>> Begin Material for this exercise

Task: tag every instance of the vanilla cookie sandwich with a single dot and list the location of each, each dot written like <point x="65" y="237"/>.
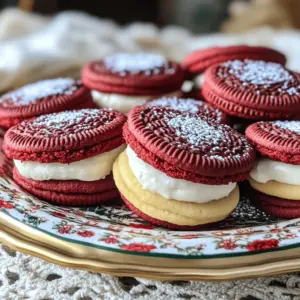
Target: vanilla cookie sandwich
<point x="43" y="97"/>
<point x="180" y="170"/>
<point x="123" y="81"/>
<point x="275" y="179"/>
<point x="67" y="157"/>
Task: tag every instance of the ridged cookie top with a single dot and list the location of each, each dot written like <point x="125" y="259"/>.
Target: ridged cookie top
<point x="190" y="141"/>
<point x="42" y="97"/>
<point x="279" y="140"/>
<point x="255" y="84"/>
<point x="133" y="74"/>
<point x="192" y="106"/>
<point x="65" y="131"/>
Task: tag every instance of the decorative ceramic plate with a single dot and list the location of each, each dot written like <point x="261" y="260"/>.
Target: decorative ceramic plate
<point x="112" y="239"/>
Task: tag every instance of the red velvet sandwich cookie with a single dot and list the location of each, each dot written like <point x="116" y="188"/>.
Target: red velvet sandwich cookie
<point x="197" y="62"/>
<point x="255" y="90"/>
<point x="125" y="80"/>
<point x="67" y="157"/>
<point x="193" y="106"/>
<point x="43" y="97"/>
<point x="197" y="159"/>
<point x="275" y="177"/>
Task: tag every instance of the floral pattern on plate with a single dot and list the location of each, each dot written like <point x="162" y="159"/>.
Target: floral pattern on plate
<point x="113" y="227"/>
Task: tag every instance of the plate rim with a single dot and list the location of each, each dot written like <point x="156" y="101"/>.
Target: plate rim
<point x="151" y="254"/>
<point x="20" y="242"/>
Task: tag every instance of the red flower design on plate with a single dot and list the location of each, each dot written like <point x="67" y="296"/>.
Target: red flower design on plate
<point x="228" y="244"/>
<point x="189" y="236"/>
<point x="138" y="247"/>
<point x="262" y="244"/>
<point x="142" y="226"/>
<point x="4" y="204"/>
<point x="86" y="233"/>
<point x="110" y="240"/>
<point x="58" y="214"/>
<point x="65" y="229"/>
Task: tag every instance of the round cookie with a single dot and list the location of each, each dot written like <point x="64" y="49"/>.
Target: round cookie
<point x="56" y="155"/>
<point x="43" y="97"/>
<point x="125" y="80"/>
<point x="65" y="137"/>
<point x="274" y="179"/>
<point x="74" y="199"/>
<point x="278" y="140"/>
<point x="256" y="90"/>
<point x="187" y="146"/>
<point x="177" y="214"/>
<point x="197" y="62"/>
<point x="276" y="207"/>
<point x="190" y="105"/>
<point x="67" y="186"/>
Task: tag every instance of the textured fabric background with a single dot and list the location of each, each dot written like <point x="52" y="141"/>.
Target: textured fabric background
<point x="26" y="277"/>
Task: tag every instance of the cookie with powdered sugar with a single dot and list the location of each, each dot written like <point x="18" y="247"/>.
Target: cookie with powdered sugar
<point x="191" y="105"/>
<point x="67" y="157"/>
<point x="43" y="97"/>
<point x="253" y="90"/>
<point x="125" y="80"/>
<point x="275" y="177"/>
<point x="180" y="169"/>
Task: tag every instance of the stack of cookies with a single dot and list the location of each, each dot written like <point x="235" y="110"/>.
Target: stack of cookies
<point x="180" y="169"/>
<point x="183" y="162"/>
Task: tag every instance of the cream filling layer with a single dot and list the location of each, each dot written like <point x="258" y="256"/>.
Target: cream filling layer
<point x="267" y="169"/>
<point x="123" y="103"/>
<point x="178" y="189"/>
<point x="89" y="169"/>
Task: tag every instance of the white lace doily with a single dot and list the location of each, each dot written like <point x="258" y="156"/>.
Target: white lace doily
<point x="26" y="277"/>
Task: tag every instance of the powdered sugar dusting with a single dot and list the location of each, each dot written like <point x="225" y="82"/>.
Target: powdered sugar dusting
<point x="135" y="63"/>
<point x="195" y="134"/>
<point x="195" y="130"/>
<point x="263" y="75"/>
<point x="290" y="125"/>
<point x="189" y="105"/>
<point x="70" y="122"/>
<point x="34" y="92"/>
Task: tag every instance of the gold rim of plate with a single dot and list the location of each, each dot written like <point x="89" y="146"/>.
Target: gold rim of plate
<point x="28" y="240"/>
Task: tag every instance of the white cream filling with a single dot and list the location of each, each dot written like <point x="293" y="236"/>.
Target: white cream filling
<point x="266" y="169"/>
<point x="123" y="103"/>
<point x="89" y="169"/>
<point x="158" y="182"/>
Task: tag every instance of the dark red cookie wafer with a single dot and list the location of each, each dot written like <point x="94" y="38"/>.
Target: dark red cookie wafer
<point x="182" y="144"/>
<point x="65" y="137"/>
<point x="43" y="97"/>
<point x="276" y="207"/>
<point x="253" y="90"/>
<point x="74" y="199"/>
<point x="163" y="223"/>
<point x="68" y="186"/>
<point x="133" y="74"/>
<point x="198" y="61"/>
<point x="278" y="140"/>
<point x="190" y="105"/>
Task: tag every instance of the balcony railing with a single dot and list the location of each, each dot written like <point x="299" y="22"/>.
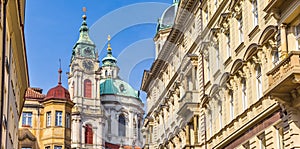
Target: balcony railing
<point x="285" y="77"/>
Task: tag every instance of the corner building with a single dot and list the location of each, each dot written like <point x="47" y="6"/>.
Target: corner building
<point x="243" y="90"/>
<point x="108" y="111"/>
<point x="46" y="119"/>
<point x="13" y="71"/>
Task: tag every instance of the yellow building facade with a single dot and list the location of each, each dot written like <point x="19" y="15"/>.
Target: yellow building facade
<point x="236" y="85"/>
<point x="13" y="71"/>
<point x="46" y="119"/>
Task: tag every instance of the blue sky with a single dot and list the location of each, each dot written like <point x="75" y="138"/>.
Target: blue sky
<point x="52" y="28"/>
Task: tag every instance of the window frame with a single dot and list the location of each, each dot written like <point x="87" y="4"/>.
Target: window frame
<point x="58" y="118"/>
<point x="27" y="119"/>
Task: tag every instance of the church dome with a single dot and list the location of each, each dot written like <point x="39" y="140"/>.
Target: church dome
<point x="168" y="17"/>
<point x="58" y="92"/>
<point x="111" y="86"/>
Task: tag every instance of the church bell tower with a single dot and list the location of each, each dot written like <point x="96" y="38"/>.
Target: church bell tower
<point x="84" y="88"/>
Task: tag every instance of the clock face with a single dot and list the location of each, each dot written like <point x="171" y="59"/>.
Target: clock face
<point x="88" y="65"/>
<point x="88" y="52"/>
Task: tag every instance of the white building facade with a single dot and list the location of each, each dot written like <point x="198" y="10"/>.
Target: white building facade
<point x="108" y="111"/>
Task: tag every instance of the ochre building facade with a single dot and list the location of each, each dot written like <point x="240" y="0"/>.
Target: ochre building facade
<point x="242" y="91"/>
<point x="13" y="71"/>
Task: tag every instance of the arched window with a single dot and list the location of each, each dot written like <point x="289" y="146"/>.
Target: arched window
<point x="88" y="134"/>
<point x="231" y="105"/>
<point x="122" y="125"/>
<point x="87" y="88"/>
<point x="259" y="82"/>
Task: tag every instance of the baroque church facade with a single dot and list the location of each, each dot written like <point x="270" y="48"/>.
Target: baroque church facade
<point x="108" y="111"/>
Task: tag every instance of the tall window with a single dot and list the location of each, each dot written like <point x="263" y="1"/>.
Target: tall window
<point x="58" y="118"/>
<point x="240" y="27"/>
<point x="68" y="120"/>
<point x="87" y="88"/>
<point x="88" y="134"/>
<point x="220" y="115"/>
<point x="139" y="129"/>
<point x="48" y="119"/>
<point x="208" y="69"/>
<point x="298" y="36"/>
<point x="122" y="125"/>
<point x="244" y="93"/>
<point x="134" y="127"/>
<point x="57" y="147"/>
<point x="217" y="54"/>
<point x="228" y="44"/>
<point x="254" y="12"/>
<point x="259" y="82"/>
<point x="262" y="141"/>
<point x="275" y="57"/>
<point x="231" y="105"/>
<point x="279" y="133"/>
<point x="27" y="119"/>
<point x="210" y="123"/>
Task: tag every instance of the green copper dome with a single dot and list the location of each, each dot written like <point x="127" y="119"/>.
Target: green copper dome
<point x="110" y="86"/>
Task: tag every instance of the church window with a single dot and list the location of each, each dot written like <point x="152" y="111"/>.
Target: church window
<point x="87" y="88"/>
<point x="58" y="118"/>
<point x="88" y="134"/>
<point x="122" y="125"/>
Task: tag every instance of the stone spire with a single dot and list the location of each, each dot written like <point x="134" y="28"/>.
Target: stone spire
<point x="109" y="60"/>
<point x="84" y="47"/>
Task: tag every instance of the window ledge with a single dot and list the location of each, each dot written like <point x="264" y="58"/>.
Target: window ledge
<point x="254" y="31"/>
<point x="239" y="48"/>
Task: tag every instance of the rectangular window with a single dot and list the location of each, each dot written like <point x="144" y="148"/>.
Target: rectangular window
<point x="220" y="115"/>
<point x="68" y="120"/>
<point x="298" y="36"/>
<point x="259" y="82"/>
<point x="254" y="12"/>
<point x="228" y="44"/>
<point x="57" y="147"/>
<point x="217" y="55"/>
<point x="58" y="118"/>
<point x="262" y="140"/>
<point x="48" y="119"/>
<point x="244" y="93"/>
<point x="27" y="119"/>
<point x="231" y="105"/>
<point x="240" y="27"/>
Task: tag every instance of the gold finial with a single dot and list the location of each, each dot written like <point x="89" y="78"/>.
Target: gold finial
<point x="108" y="44"/>
<point x="84" y="13"/>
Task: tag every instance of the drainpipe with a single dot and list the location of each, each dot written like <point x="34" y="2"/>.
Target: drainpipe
<point x="3" y="67"/>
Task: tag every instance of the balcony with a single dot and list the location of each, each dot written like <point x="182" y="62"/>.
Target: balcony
<point x="189" y="104"/>
<point x="284" y="80"/>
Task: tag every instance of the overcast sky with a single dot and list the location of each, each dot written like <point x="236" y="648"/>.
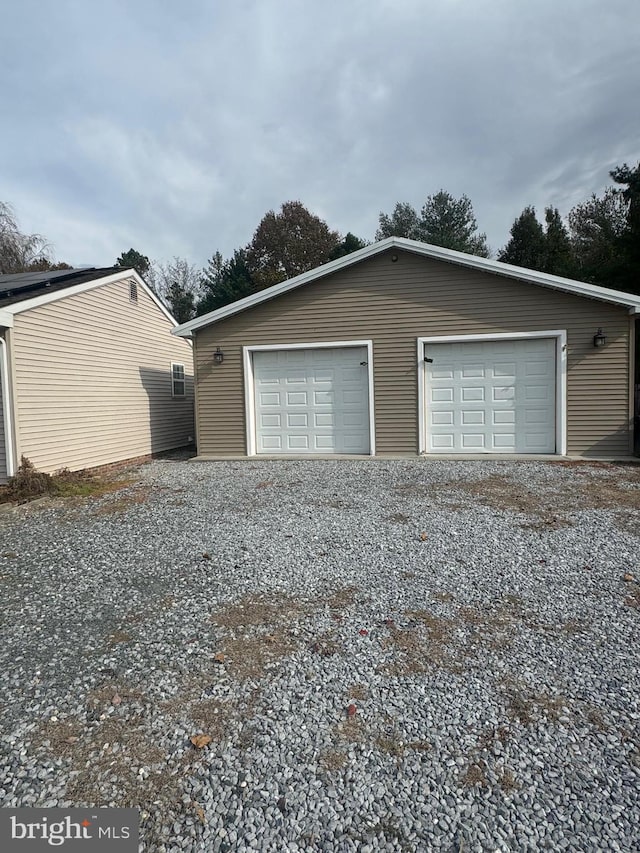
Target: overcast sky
<point x="173" y="125"/>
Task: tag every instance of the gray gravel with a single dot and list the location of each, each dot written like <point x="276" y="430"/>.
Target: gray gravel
<point x="473" y="614"/>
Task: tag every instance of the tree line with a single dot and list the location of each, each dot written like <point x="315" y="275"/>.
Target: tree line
<point x="598" y="242"/>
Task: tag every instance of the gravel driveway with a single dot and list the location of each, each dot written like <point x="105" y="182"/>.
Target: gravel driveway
<point x="377" y="655"/>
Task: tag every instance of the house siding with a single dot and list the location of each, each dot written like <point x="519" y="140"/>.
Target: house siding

>> End Material for this exercise

## Goal
Rewrite the data from the line containing "Task: tag every instance of the drainpipe" through the end, changing "balcony" to "terrace" and leaving everything else unchanged. Omit the pictures.

## Result of this task
Task: tag every instance of the drainpipe with a single dot and list the location of each, each dot written like <point x="34" y="2"/>.
Target: drainpipe
<point x="3" y="67"/>
Task: tag every instance of the terrace with a single dot and list the location of each, each dot written like <point x="182" y="62"/>.
Target: terrace
<point x="189" y="104"/>
<point x="284" y="80"/>
Task: tag every instance of the overcast sky with a single dot and list the location of each, each dot written like <point x="236" y="648"/>.
Target: overcast sky
<point x="173" y="125"/>
Task: tag every instance of the gray gravel with a single dot and list the location of each, each dot written like <point x="276" y="430"/>.
Target: gray gravel
<point x="473" y="614"/>
Task: tag every instance of the tree line with a single dot and list the location of each, each dot written like <point x="315" y="275"/>.
Target: tree line
<point x="598" y="242"/>
Task: tag every instance of the gravel driveway with a single dot and list the location of each, each dot written like <point x="105" y="182"/>.
Target: gravel driveway
<point x="377" y="655"/>
Task: tag every instance of the house siding with a single dot and list the location of each, each dot written like <point x="519" y="140"/>.
Target: house siding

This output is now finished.